### [About this exercise]
Every line in the data below that holds "rear" should be found and copied.
[Supplied material Boundary: Start]
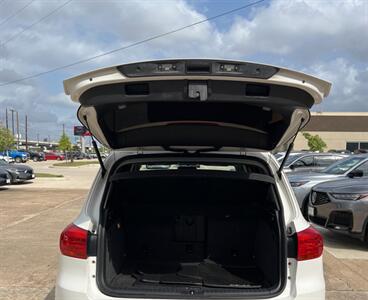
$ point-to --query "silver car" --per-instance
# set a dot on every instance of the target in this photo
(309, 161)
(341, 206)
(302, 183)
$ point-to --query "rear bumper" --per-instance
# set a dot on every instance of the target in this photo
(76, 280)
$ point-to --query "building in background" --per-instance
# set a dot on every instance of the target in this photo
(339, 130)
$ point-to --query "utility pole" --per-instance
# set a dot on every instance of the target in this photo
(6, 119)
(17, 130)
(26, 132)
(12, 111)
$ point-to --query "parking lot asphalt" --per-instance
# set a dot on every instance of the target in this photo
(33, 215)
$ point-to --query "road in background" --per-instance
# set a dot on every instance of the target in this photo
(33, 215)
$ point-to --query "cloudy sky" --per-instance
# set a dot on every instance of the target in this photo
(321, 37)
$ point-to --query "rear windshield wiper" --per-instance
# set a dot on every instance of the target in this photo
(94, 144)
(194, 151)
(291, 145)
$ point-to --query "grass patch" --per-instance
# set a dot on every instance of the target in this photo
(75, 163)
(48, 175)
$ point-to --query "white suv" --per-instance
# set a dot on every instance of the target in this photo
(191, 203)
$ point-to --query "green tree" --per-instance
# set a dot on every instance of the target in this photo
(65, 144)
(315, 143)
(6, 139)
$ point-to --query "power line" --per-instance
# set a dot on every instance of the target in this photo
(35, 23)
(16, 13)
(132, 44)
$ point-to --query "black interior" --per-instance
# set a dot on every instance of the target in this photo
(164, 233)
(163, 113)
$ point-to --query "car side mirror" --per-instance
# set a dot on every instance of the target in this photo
[Supplied material Boundary: End]
[Supplied material Boundary: Start]
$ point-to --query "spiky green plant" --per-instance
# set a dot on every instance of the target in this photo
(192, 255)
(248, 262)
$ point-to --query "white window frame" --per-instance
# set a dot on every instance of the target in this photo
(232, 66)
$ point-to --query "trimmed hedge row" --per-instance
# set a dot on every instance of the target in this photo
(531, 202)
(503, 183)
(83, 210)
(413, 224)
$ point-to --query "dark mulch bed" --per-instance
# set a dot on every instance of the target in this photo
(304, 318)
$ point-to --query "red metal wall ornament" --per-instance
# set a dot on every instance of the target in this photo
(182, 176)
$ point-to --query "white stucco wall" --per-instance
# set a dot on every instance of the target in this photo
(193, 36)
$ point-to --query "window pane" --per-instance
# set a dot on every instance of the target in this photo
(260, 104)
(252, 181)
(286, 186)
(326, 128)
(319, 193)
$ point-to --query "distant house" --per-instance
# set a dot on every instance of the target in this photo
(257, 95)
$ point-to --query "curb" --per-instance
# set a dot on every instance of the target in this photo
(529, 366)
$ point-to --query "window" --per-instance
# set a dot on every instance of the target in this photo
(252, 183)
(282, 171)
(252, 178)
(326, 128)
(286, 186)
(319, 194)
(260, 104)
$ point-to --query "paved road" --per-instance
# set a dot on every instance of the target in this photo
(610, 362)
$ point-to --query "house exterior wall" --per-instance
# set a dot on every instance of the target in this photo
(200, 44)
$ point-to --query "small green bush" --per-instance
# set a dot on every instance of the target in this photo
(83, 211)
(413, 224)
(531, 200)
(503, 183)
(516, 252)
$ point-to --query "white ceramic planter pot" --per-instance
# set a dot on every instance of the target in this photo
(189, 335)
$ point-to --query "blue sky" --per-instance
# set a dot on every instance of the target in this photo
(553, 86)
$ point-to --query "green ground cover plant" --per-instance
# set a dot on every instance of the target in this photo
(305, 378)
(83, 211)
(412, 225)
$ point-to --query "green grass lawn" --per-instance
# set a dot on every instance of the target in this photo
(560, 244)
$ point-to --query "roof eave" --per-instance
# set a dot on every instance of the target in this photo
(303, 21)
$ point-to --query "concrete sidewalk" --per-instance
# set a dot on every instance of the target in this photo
[Supplied material Boundary: End]
### [Task answer]
$ point-to --query "rear bumper" --per-instance
$ point-to --query "rear windshield wiper" --per-instance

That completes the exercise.